### Brief
Return the lines below unchanged, from the line with "Where can the event" up to and including the line with "<point>564,606</point>".

▬▬▬▬▬▬▬▬▬▬

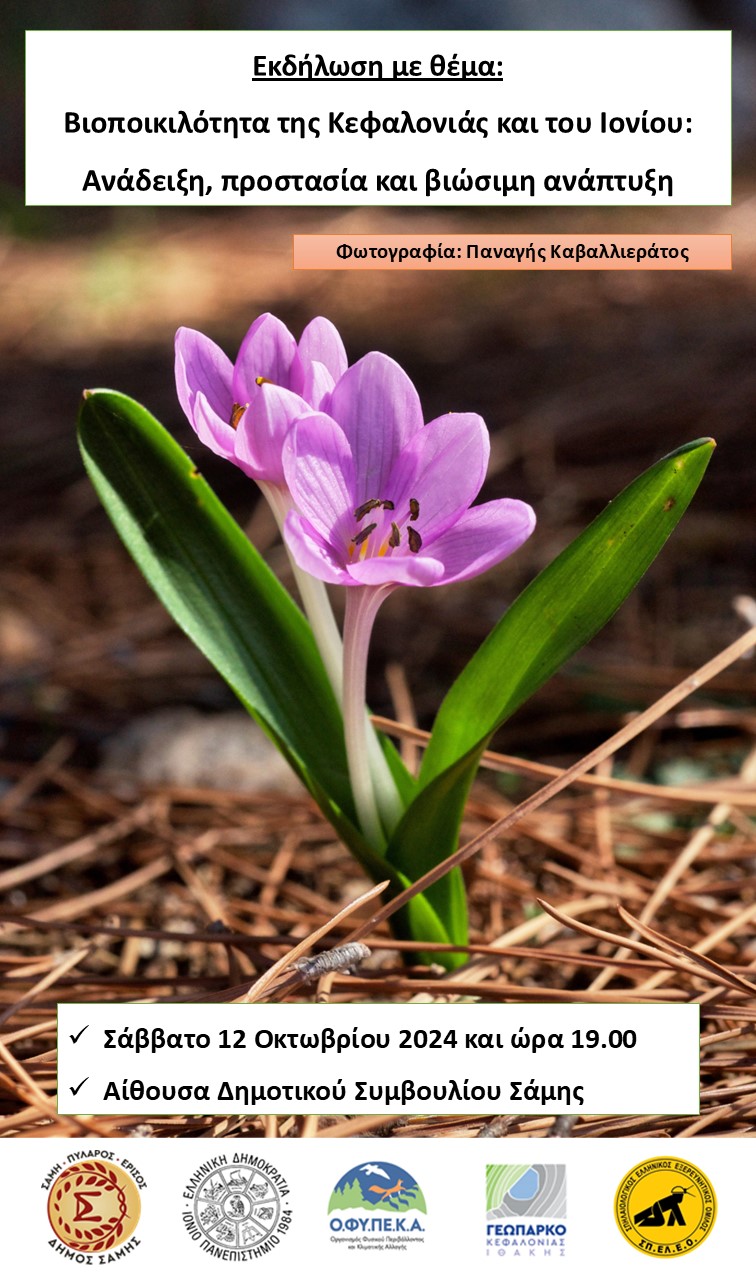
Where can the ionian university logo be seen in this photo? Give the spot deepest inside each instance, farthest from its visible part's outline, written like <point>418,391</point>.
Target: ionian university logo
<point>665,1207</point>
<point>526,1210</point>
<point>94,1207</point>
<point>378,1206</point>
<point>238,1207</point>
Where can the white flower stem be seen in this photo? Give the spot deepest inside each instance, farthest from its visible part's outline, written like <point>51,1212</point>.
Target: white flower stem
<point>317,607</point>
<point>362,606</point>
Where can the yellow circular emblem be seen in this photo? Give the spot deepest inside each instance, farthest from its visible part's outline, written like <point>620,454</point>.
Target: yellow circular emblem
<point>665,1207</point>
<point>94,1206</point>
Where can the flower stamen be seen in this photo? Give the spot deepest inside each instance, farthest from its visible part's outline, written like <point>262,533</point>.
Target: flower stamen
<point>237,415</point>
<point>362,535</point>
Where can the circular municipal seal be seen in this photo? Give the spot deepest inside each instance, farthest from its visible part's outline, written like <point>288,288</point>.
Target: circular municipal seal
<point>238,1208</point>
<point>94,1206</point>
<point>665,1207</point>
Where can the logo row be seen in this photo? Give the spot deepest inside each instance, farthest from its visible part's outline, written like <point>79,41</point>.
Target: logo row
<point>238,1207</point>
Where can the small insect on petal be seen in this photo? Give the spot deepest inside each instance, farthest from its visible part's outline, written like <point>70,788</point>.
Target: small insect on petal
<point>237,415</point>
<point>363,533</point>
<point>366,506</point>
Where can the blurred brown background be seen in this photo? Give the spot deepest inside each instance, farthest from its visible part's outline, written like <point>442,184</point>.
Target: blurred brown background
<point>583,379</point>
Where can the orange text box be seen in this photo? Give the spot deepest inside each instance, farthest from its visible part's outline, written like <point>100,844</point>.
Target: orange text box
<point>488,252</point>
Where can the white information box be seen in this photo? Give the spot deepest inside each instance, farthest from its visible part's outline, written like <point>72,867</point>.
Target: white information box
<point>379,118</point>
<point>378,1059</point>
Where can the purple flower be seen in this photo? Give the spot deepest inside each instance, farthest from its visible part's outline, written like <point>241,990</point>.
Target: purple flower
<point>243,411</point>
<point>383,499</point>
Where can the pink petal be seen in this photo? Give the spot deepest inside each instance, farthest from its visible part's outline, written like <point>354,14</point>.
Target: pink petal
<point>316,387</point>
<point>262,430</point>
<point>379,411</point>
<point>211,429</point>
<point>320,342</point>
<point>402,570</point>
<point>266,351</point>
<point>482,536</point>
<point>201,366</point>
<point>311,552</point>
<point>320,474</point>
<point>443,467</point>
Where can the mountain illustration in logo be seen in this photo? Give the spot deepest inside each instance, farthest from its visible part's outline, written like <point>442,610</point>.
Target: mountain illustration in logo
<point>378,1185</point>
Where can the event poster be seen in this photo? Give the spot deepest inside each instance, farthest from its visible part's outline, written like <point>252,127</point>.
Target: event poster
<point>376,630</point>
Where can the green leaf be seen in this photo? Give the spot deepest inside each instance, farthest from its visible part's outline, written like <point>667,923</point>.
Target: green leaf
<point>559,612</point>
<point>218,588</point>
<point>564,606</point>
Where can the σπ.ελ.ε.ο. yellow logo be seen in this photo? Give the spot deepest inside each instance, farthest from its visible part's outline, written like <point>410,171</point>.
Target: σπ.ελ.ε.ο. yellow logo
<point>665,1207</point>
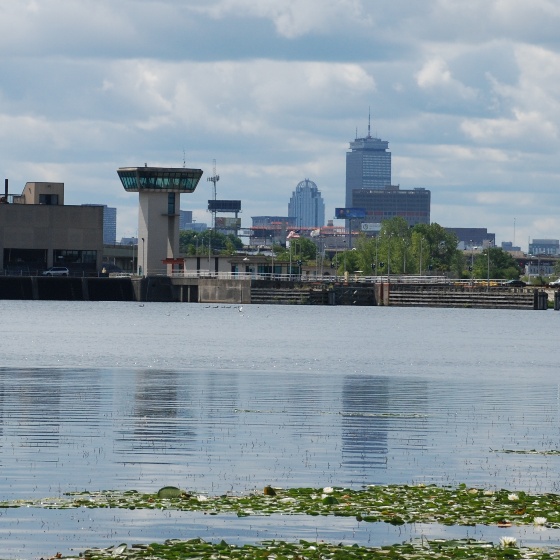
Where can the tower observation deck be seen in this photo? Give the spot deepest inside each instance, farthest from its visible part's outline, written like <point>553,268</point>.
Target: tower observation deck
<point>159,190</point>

▬▬▬▬▬▬▬▬▬▬

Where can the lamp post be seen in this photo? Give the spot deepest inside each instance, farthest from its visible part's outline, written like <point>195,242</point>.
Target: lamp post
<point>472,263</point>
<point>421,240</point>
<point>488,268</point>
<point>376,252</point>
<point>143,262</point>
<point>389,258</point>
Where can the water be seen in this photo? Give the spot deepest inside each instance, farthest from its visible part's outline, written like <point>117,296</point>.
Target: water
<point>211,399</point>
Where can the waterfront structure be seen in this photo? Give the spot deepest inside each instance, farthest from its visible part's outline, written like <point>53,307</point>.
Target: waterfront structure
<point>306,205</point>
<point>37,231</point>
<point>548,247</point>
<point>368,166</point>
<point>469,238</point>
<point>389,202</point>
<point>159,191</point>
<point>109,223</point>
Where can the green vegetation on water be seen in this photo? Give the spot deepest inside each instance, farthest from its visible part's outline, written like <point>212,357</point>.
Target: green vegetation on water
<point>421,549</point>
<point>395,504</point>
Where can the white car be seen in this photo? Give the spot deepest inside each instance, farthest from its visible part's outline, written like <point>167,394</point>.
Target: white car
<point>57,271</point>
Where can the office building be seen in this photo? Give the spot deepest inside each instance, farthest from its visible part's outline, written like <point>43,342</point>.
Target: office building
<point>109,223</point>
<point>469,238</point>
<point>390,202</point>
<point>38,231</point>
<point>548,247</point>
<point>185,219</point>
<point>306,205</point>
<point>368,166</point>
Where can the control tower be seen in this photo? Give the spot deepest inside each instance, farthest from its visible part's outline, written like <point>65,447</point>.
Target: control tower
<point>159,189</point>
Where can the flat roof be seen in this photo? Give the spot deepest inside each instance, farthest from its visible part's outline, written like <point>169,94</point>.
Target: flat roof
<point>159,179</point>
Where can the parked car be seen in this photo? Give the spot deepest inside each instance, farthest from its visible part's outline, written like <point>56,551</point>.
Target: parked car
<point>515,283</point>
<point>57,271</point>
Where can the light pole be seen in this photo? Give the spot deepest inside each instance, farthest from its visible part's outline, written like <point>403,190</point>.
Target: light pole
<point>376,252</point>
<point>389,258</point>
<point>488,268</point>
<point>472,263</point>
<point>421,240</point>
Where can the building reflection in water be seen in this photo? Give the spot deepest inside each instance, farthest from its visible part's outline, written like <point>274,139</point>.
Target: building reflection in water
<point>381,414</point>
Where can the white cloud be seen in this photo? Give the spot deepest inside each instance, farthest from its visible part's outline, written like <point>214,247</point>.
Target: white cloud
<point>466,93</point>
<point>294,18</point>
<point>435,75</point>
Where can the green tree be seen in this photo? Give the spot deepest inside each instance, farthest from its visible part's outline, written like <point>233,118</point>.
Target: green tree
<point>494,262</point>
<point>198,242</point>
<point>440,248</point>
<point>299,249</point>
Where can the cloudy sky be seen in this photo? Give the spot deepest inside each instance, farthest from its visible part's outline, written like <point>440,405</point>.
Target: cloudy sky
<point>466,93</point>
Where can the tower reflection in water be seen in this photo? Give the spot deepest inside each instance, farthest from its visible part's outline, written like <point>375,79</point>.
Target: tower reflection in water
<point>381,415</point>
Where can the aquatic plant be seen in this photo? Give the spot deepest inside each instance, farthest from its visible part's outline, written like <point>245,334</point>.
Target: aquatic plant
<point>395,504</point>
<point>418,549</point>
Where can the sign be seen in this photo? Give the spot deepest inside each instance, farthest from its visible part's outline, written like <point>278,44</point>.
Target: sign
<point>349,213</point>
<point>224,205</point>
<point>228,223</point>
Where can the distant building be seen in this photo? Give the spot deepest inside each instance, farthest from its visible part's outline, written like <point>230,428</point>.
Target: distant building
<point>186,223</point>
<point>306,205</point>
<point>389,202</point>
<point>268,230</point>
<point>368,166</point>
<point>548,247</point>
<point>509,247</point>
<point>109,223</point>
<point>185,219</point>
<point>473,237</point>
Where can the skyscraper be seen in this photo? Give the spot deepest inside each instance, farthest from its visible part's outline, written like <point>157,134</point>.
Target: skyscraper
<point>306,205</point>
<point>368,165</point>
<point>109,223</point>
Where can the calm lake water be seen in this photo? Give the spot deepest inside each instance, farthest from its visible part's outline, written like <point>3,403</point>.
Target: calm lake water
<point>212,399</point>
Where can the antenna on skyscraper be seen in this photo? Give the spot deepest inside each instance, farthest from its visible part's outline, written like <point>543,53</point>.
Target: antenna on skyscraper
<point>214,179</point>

▬▬▬▬▬▬▬▬▬▬

### Solution to this task
Where can the event poster be seen in this photo? Give the spot deepest inside each instance, farthest from its visible part's outline, written like <point>252,127</point>.
Target: event poster
<point>376,630</point>
Where can the green leaf be seen in this photo? Give the spot deepest inside each instance, farthest from its visible part's outline, written like <point>667,923</point>.
Target: green leaf
<point>559,612</point>
<point>218,588</point>
<point>564,606</point>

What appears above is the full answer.